# [Exercise prompt]
Nothing in the records should change; write them all out exactly.

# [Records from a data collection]
=== Section Start ===

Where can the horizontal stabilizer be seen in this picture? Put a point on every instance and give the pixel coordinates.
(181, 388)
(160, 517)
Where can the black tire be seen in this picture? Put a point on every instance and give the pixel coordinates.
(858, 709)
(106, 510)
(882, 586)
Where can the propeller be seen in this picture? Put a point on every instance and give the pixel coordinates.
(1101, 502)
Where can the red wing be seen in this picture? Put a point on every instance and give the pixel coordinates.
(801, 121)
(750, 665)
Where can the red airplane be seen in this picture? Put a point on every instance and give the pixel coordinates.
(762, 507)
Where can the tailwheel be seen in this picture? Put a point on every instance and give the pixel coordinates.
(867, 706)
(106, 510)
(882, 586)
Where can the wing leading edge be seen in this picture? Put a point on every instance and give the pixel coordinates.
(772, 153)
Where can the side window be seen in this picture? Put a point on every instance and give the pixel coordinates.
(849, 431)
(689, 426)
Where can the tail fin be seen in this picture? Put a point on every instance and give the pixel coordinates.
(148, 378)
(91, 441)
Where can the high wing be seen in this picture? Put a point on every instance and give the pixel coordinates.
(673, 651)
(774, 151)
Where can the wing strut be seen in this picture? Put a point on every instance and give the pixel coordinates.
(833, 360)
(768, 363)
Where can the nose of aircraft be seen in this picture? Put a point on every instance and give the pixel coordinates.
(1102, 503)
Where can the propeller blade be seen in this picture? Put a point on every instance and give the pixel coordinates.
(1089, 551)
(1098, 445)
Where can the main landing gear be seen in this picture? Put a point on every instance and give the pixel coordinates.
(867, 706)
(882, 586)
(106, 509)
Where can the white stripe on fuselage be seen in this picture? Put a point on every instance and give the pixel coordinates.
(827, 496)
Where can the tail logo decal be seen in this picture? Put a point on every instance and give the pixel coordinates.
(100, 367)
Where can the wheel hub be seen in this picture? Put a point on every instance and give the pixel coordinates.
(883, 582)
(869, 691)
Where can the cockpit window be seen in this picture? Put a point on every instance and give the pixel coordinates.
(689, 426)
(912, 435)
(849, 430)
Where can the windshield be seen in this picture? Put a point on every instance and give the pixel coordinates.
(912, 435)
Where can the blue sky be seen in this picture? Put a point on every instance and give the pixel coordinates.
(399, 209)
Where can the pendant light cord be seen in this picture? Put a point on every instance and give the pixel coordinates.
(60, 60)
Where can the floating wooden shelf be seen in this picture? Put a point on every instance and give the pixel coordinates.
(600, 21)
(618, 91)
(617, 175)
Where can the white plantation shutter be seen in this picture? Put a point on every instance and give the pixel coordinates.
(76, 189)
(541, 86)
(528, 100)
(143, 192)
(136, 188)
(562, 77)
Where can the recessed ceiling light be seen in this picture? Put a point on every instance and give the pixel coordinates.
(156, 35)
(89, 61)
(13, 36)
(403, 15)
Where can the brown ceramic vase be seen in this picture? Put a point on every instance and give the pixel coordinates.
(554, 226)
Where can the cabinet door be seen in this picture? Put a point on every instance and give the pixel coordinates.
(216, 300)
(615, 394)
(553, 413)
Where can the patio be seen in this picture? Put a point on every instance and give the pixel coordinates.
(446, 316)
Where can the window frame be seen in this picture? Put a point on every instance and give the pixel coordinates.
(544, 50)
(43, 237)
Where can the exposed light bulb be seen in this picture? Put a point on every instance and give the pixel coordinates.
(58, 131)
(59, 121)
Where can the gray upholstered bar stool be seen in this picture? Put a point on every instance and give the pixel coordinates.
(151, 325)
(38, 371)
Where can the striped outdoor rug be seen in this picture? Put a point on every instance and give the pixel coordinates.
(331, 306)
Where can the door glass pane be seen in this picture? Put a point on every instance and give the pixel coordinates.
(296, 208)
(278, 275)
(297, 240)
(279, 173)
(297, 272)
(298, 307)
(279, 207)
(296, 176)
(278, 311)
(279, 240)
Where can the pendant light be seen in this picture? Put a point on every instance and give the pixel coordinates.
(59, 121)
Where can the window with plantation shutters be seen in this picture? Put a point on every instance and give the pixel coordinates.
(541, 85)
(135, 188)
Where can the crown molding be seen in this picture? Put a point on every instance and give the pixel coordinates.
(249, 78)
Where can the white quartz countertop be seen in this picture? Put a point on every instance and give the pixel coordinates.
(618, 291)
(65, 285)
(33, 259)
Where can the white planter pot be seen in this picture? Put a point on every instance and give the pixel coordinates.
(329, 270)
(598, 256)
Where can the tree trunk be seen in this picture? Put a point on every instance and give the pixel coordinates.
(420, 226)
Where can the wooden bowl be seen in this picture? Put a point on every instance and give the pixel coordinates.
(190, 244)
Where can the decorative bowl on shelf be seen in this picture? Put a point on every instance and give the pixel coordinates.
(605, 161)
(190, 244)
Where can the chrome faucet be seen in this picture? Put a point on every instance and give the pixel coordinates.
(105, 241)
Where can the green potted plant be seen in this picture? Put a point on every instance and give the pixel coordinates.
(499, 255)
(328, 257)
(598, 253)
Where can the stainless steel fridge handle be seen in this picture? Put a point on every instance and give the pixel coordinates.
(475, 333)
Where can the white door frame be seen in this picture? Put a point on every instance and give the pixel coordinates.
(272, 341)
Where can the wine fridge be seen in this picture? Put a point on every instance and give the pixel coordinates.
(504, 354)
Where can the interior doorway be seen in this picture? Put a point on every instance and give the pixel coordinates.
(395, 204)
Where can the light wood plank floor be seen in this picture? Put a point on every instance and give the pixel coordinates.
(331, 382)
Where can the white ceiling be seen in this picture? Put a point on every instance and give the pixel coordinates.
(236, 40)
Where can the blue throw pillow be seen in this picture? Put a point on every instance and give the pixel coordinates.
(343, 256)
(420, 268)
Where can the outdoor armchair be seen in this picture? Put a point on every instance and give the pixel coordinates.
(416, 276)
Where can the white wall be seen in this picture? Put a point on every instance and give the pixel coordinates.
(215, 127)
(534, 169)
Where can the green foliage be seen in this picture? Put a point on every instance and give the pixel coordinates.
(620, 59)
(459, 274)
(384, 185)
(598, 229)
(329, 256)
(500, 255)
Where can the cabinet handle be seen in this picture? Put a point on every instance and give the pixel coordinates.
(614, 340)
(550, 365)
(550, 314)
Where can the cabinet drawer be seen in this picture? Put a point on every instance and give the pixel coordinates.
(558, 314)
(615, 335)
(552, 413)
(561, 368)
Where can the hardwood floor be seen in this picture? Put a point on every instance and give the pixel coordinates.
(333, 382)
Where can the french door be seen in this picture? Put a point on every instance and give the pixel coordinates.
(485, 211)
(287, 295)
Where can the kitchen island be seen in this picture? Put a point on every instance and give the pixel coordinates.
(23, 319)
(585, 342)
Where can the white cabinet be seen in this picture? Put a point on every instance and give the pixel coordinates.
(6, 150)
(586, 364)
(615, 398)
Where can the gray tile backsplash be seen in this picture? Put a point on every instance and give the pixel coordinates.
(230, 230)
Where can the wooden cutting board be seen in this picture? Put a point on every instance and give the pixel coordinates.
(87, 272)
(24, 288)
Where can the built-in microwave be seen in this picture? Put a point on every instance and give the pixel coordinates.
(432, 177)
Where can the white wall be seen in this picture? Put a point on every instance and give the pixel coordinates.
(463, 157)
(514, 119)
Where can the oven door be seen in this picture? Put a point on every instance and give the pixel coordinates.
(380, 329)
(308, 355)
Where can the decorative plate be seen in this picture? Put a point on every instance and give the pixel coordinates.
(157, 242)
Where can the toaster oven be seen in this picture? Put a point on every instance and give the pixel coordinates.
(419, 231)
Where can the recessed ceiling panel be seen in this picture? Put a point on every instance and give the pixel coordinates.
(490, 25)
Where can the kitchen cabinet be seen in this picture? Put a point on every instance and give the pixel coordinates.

=== Section End ===

# [Answer box]
Where can the horizontal stabilizer be seen in this picture? Put a point on every instance and give the pixel coordinates.
(181, 388)
(160, 517)
Where can the black tire be seen in this picture? Put a point on every instance and give the pixel coordinates.
(858, 709)
(106, 510)
(882, 586)
Where can the propeller be seen in this picture? Put a point on every instance and give the pixel coordinates.
(1101, 502)
Where can the red wing be seen in this picture? Put a point on every instance and give the pixel coordinates.
(801, 121)
(750, 665)
Where can the red airplane be seen in this picture? Put a point on every instance and give the pixel coordinates.
(762, 507)
Where can the tailwheel be seen in this picture? Put a point on every instance and give the pixel coordinates.
(867, 706)
(106, 510)
(882, 586)
Where can the wing leading edge be seen in this picture? Put a point on every instance and give the pixel coordinates.
(772, 153)
Where can the side window be seen in this picture? Put a point on every instance and give the pixel coordinates.
(849, 431)
(689, 426)
Where can the tail fin be seen in this picture? Put a point on every instance and give the pixel coordinates.
(148, 378)
(91, 441)
Where can the high wing be seen in this picture? Put a point on every instance and give the pixel coordinates.
(673, 651)
(774, 151)
Where can the wing strut be seen in this picture? Put a point on every instance and give the pixel coordinates.
(833, 360)
(768, 363)
Where can the nose of aircraft be seen in this picture? Put a point on every instance and give the pixel coordinates.
(1102, 503)
Where can the propeller blade be seen in this picture? Put a point on every instance and give the pixel coordinates.
(1089, 551)
(1098, 445)
Where can the main landing gear be seen in this picture? Put a point on every instance and give the pixel coordinates.
(867, 706)
(882, 586)
(106, 509)
Where can the white stripe on fuselage be seen in this picture? Put a point on every instance and give the pixel coordinates.
(827, 496)
Where can the tail logo decal be seen in this picture? Put a point on every instance and give the pixel coordinates.
(100, 367)
Where can the wheel hub be seen in this picture? Put a point on every instance and give the pixel coordinates.
(883, 582)
(869, 691)
Where can the cockpit window be seen in this picture? Put a point on every instance and give the pixel coordinates.
(689, 426)
(912, 435)
(849, 430)
Where can the windshield be seen in this picture? Put a point on every instance and give the pixel coordinates.
(912, 435)
Where can the blue sky be seen in this picture? Put a point on every instance and give the pixel coordinates.
(399, 209)
Where can the pendant light cord be seen in this picture? Put a point on every instance and give the pixel coordinates.
(60, 60)
Where can the floating wooden shelf be seen in this picture? Put a point on every instance and give the pixel coordinates.
(600, 21)
(618, 91)
(617, 175)
Where can the white plantation shutter be seen in this picture? Put a point on every instance and give the pixel coordinates.
(76, 189)
(541, 86)
(528, 100)
(143, 192)
(136, 188)
(562, 77)
Where can the recessed ceiling light be seen in this picture? Put a point on every instance and give the pixel coordinates.
(156, 35)
(89, 61)
(13, 36)
(403, 15)
Where can the brown ceramic vase be seen in this picture? Put a point on every instance and give the pixel coordinates.
(554, 226)
Where can the cabinet door be seen in this picture? Put a point on every instance and give the pixel coordinates.
(216, 300)
(615, 394)
(553, 413)
Where can the patio be seen in this picture? Put a point on every instance and give the pixel coordinates.
(446, 316)
Where can the window frame be seen in this picture? Put a point on every instance and give the pixel coordinates.
(544, 50)
(43, 237)
Where can the exposed light bulb be seen in this picture? Put a point on every instance and give the pixel coordinates.
(58, 131)
(59, 121)
Where can the gray upholstered bar stool be seen in this picture? Put a point on every instance and give the pixel coordinates.
(151, 325)
(38, 371)
Where can the striped outdoor rug be seen in this picture? Put a point on every instance and give the pixel coordinates.
(331, 306)
Where can the door glass pane be seen in this picture? Put a point on every instance and give the pixel coordinates.
(296, 208)
(278, 275)
(297, 240)
(279, 173)
(297, 272)
(298, 307)
(279, 207)
(296, 176)
(278, 311)
(279, 240)
Where can the pendant light be seen in this picture? Put a point on every instance and give the pixel coordinates.
(59, 121)
Where can the window with plantation shutters be seen in this picture? Put a point on every instance and give the pixel coordinates.
(541, 85)
(135, 188)
Where can the crown molding be seen in this picture? Put a point on every instance and give the pixel coordinates.
(249, 78)
Where can the white quartz countertop be seen in this picture? Put a point on every instance and give the pixel coordinates.
(618, 291)
(65, 285)
(33, 259)
Where can the white planter pot be seen in this picture? Put a point on every instance and give the pixel coordinates.
(329, 270)
(598, 256)
Where can the tree trunk be seen in this picture? Put a point on every instance and give the pixel coordinates.
(420, 226)
Where can the wooden bowl be seen in this picture? Put a point on every instance and give the pixel coordinates.
(190, 244)
Where can the decorative bowl on shelf be seen in this picture? Put a point on every instance and give the pixel coordinates.
(605, 161)
(190, 244)
Where can the chrome faucet be seen in this picture? Put a point on every instance and give the pixel coordinates.
(105, 241)
Where can the green potted plant be seen in this picture? Put a point on every instance and give the pixel coordinates.
(499, 255)
(328, 257)
(598, 253)
Where can the stainless steel fridge handle be seen in this picture? Put a point on every instance and give the pixel coordinates.
(475, 333)
Where can the white door frame be seen in this picture? Put a point on every instance and give the pixel coordinates.
(272, 341)
Where can the wine fridge be seen in this picture? Put a point on every instance and give the pixel coordinates.
(504, 354)
Where can the interior doorway be seen in this picture? Put a point on every instance and give the pixel coordinates.
(395, 204)
Where can the light wood plank floor be seen in this picture? Put a point on every instance and give the pixel coordinates.
(331, 382)
Where can the white ceiling be seen in this picture? Put a point on every instance and give the pixel coordinates.
(236, 40)
Where can the blue throw pillow be seen in this picture? Put a point on every instance and give the pixel coordinates.
(343, 256)
(420, 268)
Where can the outdoor armchair be seen in this picture? Put a point on every instance and give the pixel coordinates.
(416, 276)
Where can the white wall be seen in this picture? Put a point on every instance and give the pixel coordinates.
(215, 127)
(534, 169)
Where can the green foliage be seen in this picture? Put a point on every instance and give the pixel coordinates.
(620, 59)
(459, 274)
(384, 185)
(598, 229)
(329, 256)
(500, 255)
Where can the cabinet handle be seen in this picture? Put a point on every instance and give the pixel coordinates.
(614, 340)
(550, 365)
(550, 314)
Where can the cabinet drawer be seen in this picture? Put a point on every instance and give the pixel coordinates.
(558, 314)
(615, 335)
(552, 413)
(561, 368)
Where can the hardwood floor be seen in this picture? Put a point on every instance and give the pixel coordinates.
(333, 382)
Where can the french door be seen in this picture? Put a point on every instance and give the pixel coordinates.
(485, 211)
(287, 295)
Where can the kitchen island be seen in this picture? Put a point on every instance and give the pixel coordinates.
(23, 319)
(585, 342)
Where can the white cabinet be seen in this picture? Put a point on every instance and give the pixel coordinates.
(6, 150)
(586, 364)
(615, 398)
Where can the gray tile backsplash be seen in this picture? Put a point on every instance and give the pixel coordinates.
(230, 230)
Where can the wooden cutting board be seen in this picture? Put a point on every instance and give the pixel coordinates.
(87, 272)
(24, 288)
Where can the built-in microwave be seen in this picture? Put a point on every instance and give the pixel coordinates.
(432, 177)
Where can the white wall be seen in this picture? Put a point on every instance and give the pixel coordinates.
(463, 157)
(514, 119)
Where can the oven door be seen in this picture? Put a point on every instance and give the pixel coordinates.
(380, 329)
(308, 355)
Where can the decorative plate be seen in this picture? Put a point on every instance and give the pixel coordinates.
(157, 242)
Where can the toaster oven be seen in this picture? Put a point on every instance and give the pixel coordinates.
(419, 231)
Where can the recessed ceiling panel be seen in this picture? Put a point on every instance and give the pixel coordinates.
(490, 25)
Where can the kitchen cabinet be seen in this picture? Put a point on every instance and give the pixel coordinates.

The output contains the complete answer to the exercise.